CHALLENGE. Write out, character for character, the line containing "The service MUST return one point per instance of the steel" and all lines after it up to the end of the listing.

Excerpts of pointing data
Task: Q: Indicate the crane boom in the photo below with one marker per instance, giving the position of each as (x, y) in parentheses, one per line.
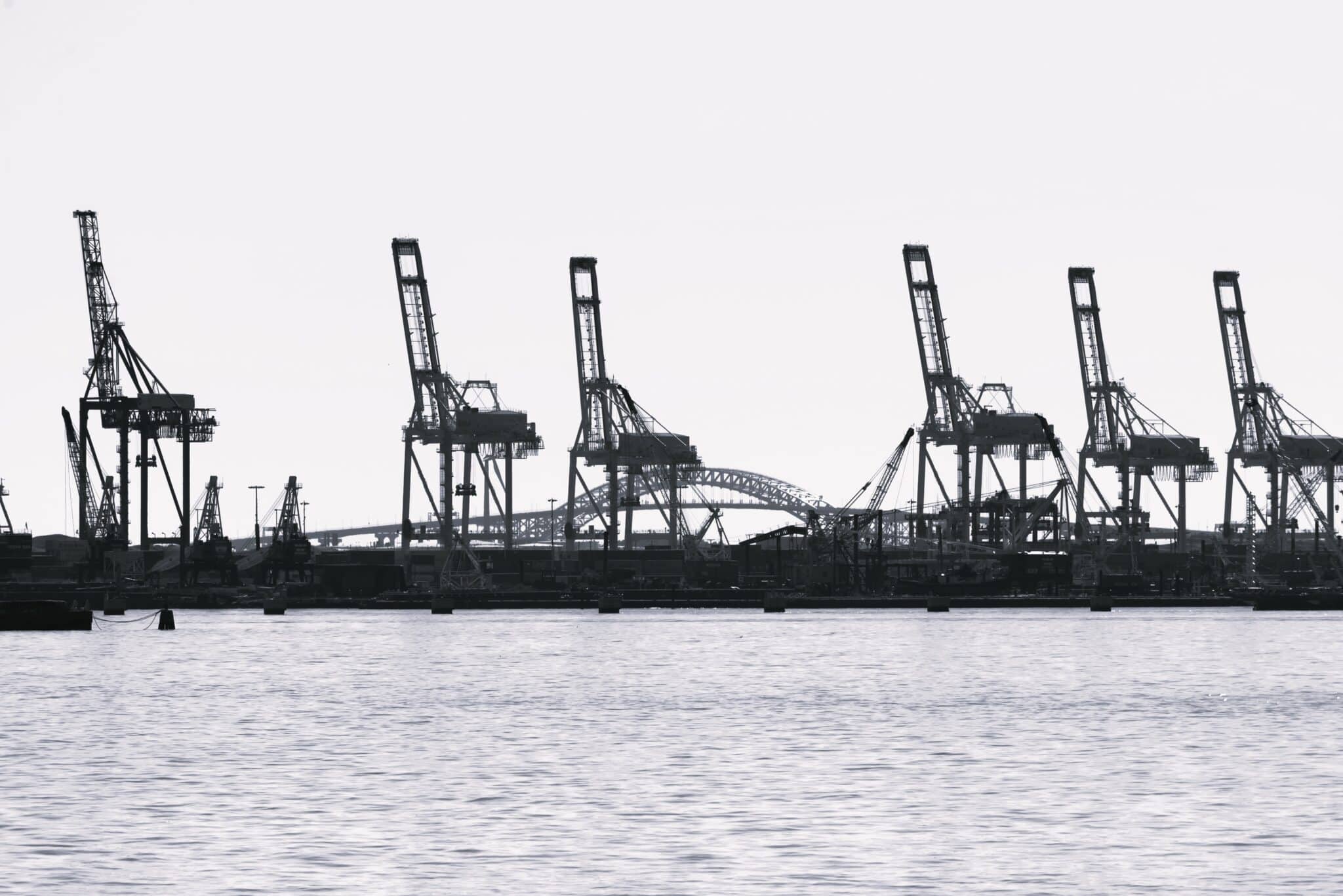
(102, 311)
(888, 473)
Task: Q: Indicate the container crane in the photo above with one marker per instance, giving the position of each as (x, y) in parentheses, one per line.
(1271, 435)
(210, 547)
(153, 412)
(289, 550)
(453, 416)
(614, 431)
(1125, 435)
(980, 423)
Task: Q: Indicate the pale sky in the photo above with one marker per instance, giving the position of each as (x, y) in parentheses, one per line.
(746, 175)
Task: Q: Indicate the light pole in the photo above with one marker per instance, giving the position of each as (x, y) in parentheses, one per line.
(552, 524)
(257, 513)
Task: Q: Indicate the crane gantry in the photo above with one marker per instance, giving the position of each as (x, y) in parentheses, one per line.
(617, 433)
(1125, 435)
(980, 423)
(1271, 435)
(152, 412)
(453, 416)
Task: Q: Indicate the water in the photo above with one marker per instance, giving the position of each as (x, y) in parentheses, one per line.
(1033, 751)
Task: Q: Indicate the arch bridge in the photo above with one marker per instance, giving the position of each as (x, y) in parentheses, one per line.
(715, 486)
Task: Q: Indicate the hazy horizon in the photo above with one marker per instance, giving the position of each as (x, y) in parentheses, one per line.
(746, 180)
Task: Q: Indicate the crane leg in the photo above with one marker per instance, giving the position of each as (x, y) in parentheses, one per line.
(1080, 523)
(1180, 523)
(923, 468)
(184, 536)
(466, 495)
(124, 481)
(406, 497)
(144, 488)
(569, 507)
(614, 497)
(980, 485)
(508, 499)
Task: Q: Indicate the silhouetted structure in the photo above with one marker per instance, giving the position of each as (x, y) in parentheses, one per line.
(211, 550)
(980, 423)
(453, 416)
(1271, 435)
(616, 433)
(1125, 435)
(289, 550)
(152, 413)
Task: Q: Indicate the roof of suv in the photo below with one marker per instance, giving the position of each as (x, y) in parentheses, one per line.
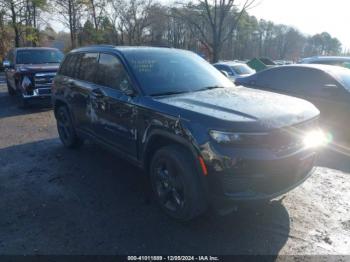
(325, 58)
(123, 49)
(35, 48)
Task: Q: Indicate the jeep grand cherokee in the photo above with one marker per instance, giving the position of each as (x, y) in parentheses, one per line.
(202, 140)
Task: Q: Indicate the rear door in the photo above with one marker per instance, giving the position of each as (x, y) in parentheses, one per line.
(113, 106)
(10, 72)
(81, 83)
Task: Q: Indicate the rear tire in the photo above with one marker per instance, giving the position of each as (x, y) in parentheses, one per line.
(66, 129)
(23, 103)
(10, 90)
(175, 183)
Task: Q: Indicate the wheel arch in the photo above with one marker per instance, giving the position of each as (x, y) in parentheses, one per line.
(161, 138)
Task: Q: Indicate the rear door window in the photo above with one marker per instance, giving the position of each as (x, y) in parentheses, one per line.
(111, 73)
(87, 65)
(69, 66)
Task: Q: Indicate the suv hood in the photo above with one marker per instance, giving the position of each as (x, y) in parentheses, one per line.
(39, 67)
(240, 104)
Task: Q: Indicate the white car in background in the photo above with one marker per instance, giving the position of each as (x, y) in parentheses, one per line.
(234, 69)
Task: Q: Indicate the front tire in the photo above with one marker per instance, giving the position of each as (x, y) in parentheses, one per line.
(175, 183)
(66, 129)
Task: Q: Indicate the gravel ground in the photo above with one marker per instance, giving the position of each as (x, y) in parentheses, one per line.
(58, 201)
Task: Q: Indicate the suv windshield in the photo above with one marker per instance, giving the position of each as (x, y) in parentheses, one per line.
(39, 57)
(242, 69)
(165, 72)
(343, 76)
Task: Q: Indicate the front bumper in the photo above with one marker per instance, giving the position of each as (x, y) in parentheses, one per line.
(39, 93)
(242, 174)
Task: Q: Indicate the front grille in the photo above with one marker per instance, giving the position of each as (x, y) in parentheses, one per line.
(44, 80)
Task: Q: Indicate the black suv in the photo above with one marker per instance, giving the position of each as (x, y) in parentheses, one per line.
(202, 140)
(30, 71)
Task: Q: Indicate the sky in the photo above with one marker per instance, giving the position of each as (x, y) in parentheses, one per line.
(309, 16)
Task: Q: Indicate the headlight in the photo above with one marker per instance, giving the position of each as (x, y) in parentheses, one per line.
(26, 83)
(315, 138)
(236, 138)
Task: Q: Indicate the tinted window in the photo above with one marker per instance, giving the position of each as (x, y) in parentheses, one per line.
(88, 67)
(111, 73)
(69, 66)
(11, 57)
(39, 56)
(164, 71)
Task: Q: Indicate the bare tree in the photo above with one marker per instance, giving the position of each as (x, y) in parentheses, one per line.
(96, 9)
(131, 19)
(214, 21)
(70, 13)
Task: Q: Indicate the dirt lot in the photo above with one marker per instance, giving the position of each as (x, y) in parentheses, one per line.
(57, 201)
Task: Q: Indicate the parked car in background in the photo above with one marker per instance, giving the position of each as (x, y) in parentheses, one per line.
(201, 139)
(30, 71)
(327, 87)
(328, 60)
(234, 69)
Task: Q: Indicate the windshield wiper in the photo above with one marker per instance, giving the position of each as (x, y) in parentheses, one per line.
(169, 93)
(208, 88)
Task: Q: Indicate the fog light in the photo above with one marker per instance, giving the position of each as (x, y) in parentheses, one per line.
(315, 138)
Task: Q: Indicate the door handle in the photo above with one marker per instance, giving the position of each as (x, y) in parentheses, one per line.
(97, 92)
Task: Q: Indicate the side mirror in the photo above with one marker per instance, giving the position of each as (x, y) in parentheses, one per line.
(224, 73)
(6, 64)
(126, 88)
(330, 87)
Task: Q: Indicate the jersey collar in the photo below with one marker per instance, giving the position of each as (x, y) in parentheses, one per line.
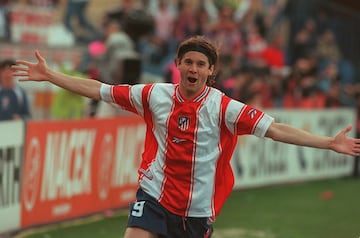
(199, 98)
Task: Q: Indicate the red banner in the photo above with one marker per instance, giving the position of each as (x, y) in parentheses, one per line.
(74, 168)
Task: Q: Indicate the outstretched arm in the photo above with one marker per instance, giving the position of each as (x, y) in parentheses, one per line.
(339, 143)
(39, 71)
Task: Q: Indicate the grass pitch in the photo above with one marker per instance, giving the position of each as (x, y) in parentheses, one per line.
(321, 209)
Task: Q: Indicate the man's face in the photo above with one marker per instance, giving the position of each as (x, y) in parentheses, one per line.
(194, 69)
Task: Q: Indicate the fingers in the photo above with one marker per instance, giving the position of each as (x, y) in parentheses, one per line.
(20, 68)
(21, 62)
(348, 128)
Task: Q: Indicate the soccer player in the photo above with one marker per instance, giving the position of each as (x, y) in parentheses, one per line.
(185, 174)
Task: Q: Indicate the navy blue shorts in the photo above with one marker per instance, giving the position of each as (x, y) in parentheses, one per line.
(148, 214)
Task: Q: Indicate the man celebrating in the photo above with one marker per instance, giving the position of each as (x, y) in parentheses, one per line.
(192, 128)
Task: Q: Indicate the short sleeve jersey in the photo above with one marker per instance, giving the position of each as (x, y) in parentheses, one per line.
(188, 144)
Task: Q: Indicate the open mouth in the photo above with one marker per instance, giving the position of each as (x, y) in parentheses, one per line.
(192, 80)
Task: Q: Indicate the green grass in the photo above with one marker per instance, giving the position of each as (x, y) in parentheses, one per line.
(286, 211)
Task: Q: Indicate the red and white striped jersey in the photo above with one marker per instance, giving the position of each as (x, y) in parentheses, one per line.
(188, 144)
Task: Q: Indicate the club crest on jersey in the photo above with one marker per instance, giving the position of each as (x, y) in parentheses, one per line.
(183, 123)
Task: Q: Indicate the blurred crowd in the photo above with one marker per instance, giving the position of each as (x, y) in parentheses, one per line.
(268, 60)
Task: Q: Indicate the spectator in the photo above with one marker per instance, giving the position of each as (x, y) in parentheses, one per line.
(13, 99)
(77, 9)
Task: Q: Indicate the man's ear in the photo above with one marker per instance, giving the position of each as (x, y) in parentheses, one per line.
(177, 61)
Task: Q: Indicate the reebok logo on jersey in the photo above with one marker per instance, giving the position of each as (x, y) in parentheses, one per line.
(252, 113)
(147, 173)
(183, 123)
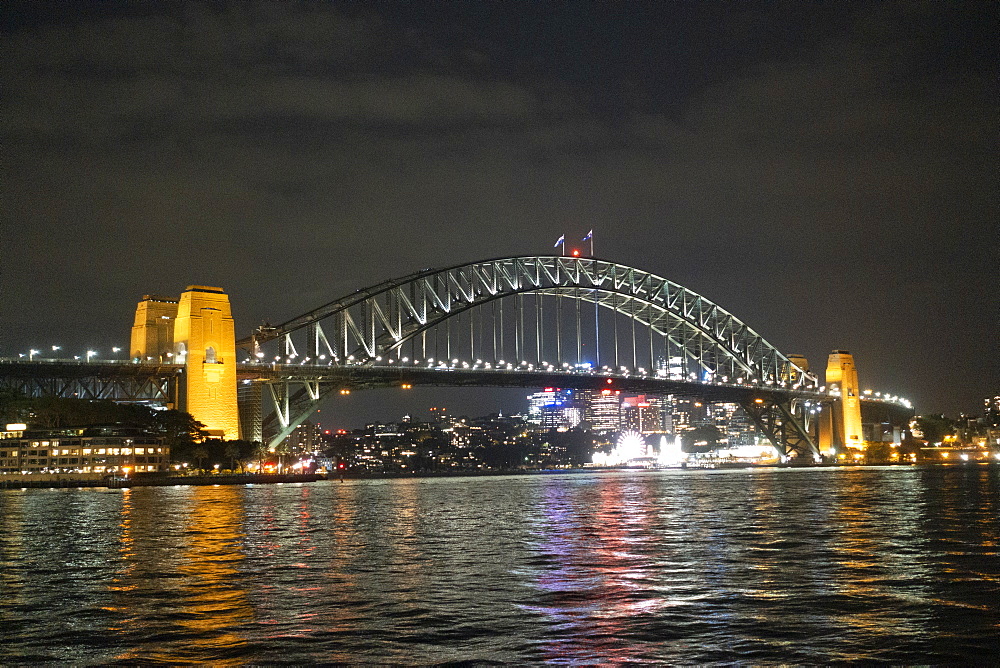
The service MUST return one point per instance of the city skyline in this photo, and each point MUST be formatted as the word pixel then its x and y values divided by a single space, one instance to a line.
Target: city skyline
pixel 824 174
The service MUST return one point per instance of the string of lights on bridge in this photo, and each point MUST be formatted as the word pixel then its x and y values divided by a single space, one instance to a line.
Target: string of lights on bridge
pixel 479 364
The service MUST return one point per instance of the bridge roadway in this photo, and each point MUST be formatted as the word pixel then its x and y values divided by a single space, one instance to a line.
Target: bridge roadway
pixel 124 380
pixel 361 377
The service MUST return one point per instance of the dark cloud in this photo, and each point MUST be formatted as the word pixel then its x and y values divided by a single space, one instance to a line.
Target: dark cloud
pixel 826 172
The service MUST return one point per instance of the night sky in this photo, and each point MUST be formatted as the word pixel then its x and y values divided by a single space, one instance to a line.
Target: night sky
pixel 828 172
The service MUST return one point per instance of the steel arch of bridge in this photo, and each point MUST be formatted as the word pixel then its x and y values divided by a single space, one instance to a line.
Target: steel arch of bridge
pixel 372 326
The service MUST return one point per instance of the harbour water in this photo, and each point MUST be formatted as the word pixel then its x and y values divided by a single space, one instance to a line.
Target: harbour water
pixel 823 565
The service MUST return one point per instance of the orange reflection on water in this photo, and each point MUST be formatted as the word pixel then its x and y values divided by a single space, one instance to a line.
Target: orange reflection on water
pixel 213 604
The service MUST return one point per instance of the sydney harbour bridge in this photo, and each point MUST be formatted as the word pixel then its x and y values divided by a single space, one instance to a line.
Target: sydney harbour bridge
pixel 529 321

ANSWER TO THIS EXERCISE.
The service MUST return one point per instance of the steel arch of bridge in this photo, and each point MUST be formatted as the word pixel then its x and y values divided by a single space, one instance to a line.
Target: steel arch of bridge
pixel 372 326
The service MUST return one point per instance of the harbour water in this photo, and each point MUST be formatted as the word pixel then its x and y values divided by a single space, one instance to a line.
Target: harbour water
pixel 823 565
The service MUST return one point per instance of the orange reflection on water in this photo, and each point MUST be formatted as the word pixel then its x and y values divided by a single space, one instance to a line.
Target: orange reflection on water
pixel 213 604
The service MUST return one point per instance of the sydney harbour bridge in this photo, and each point MUST be formatted as the word pixel then its x and y values divided by a single space, one instance to a line.
Target: sydney harbour bridge
pixel 529 321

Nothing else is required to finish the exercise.